_Source text_:

================================

Given series is convergent or divergent?

Question

$$\sum_{n=2}^{\infty} \frac{1}{(\ln(n))^2}$$

I thought I can compare it with $\frac{1}{n}$ but I couldn't prove it (and be satisfied with it). Therefore, how should I approach these type of series ? Thanks in advance..

Answer 1

You have $$ \lim_{n \to \infty}\frac{\ln^2 n}{n} = \lim_{n \to \infty}\frac{2 \ln n \cdot (1/n)}{1} = \lim_{n \to \infty}\frac{2\ln n}{n} = \lim_{n \to \infty}\frac{2/n}{1} = 0 $$ by using L'Hospital's rule twice. Hence, for large $n$, $\ln^2 n < n$ and now use comparison test.

================================

_Task details_: In the thread on the series, how many times does the answer apply L'Hospital's rule?

_Given information_:
================================

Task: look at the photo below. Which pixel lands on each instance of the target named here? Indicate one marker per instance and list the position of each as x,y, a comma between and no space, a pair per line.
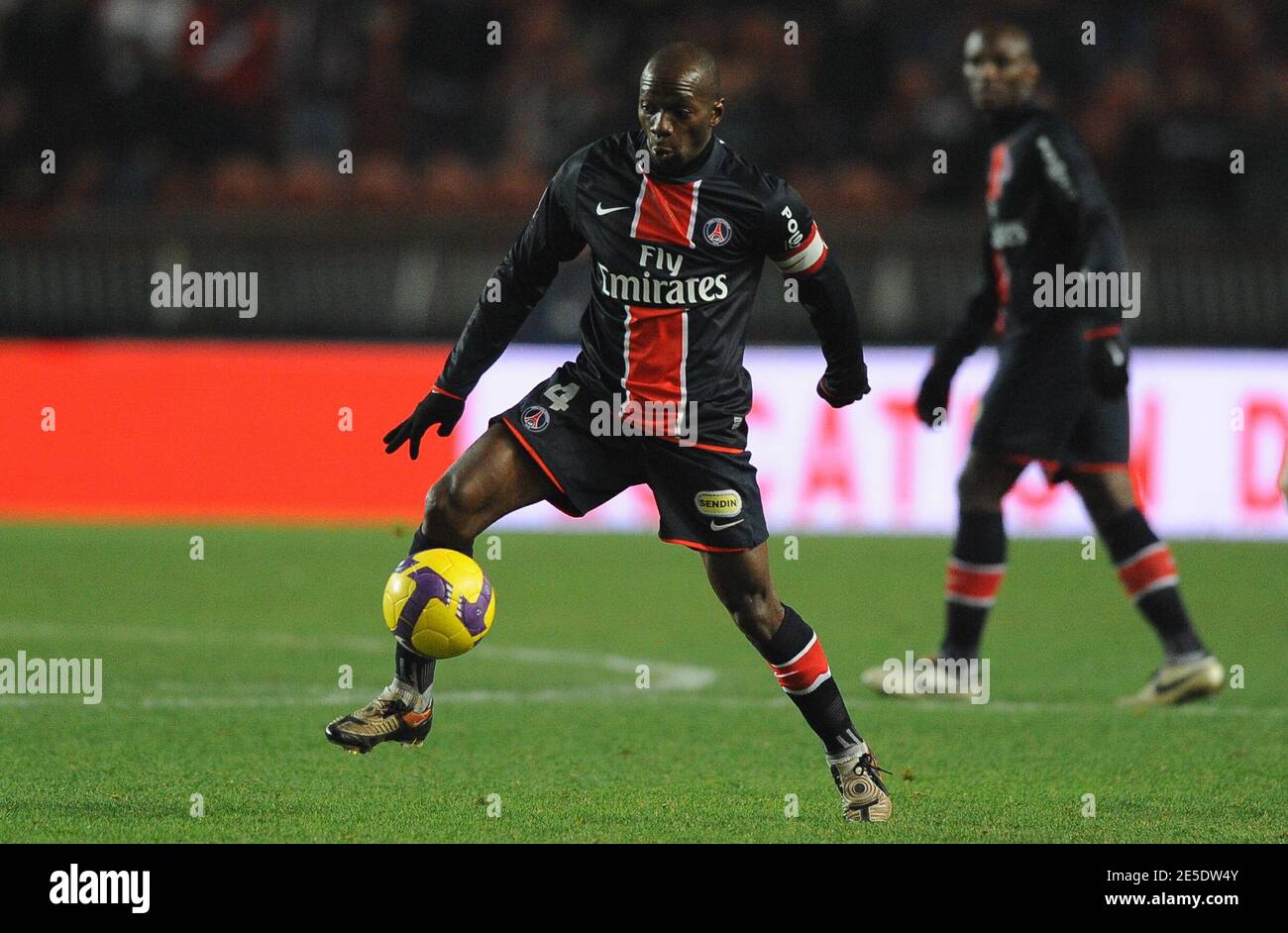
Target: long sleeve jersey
1046,211
674,267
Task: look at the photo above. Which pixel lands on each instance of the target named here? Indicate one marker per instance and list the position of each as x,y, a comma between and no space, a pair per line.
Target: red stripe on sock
1147,569
804,674
973,584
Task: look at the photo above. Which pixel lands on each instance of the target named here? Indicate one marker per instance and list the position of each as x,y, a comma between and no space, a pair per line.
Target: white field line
670,680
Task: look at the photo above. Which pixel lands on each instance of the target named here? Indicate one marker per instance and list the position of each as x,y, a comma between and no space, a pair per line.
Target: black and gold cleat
386,718
1175,683
863,793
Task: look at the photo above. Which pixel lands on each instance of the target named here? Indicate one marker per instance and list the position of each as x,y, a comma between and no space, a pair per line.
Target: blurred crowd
438,117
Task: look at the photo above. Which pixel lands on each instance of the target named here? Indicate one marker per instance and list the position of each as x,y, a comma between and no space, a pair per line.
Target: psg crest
536,418
717,231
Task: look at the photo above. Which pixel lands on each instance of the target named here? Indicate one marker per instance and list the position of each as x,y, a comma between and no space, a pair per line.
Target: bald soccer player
1059,395
678,227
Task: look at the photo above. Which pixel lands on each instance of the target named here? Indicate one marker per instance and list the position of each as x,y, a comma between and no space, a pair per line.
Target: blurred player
678,227
1059,392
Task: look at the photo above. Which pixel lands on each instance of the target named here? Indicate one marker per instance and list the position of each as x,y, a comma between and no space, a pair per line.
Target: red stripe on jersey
805,672
666,211
532,454
999,170
805,259
656,347
973,584
1004,280
1151,567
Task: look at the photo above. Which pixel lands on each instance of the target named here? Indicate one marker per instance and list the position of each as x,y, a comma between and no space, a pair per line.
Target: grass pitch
220,674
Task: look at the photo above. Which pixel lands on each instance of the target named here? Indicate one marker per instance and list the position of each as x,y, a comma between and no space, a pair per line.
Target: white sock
849,755
407,692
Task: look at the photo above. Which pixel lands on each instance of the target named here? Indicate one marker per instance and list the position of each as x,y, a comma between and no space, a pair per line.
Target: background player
678,227
1059,392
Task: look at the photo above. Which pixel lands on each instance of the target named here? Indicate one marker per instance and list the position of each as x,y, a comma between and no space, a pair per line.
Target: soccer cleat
1175,683
892,682
863,795
382,719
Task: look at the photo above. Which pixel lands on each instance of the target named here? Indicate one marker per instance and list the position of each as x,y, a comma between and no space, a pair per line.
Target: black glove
844,387
1107,362
932,398
437,408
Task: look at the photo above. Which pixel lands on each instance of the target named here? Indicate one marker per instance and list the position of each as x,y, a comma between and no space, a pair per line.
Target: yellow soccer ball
439,601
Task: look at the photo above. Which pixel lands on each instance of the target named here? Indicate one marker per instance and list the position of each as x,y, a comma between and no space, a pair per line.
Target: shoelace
870,764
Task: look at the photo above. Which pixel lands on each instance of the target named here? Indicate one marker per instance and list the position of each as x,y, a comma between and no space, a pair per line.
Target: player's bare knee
756,614
977,490
1106,495
454,506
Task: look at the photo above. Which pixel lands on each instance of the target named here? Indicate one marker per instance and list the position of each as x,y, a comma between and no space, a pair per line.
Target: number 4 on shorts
561,395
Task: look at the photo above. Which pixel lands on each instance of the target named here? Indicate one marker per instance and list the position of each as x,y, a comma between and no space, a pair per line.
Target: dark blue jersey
674,267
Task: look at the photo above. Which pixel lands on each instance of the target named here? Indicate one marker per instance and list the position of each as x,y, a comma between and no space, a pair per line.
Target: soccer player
678,227
1059,395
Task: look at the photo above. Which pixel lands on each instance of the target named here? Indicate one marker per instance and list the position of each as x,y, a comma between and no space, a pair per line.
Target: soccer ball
439,601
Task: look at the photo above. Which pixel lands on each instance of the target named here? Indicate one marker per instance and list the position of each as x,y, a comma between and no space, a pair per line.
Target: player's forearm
827,300
506,300
970,331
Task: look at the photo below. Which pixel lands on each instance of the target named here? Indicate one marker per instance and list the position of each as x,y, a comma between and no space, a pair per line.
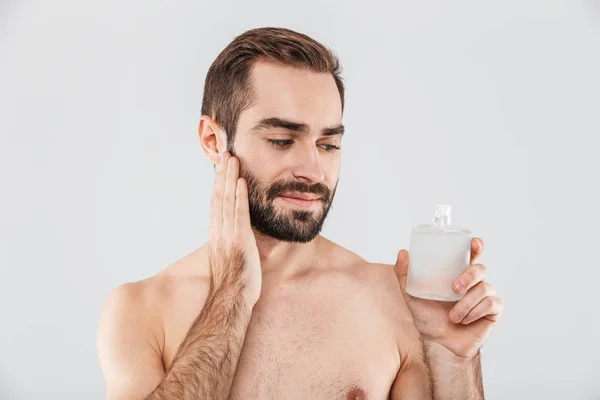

================================

_Worked solution_: Twice.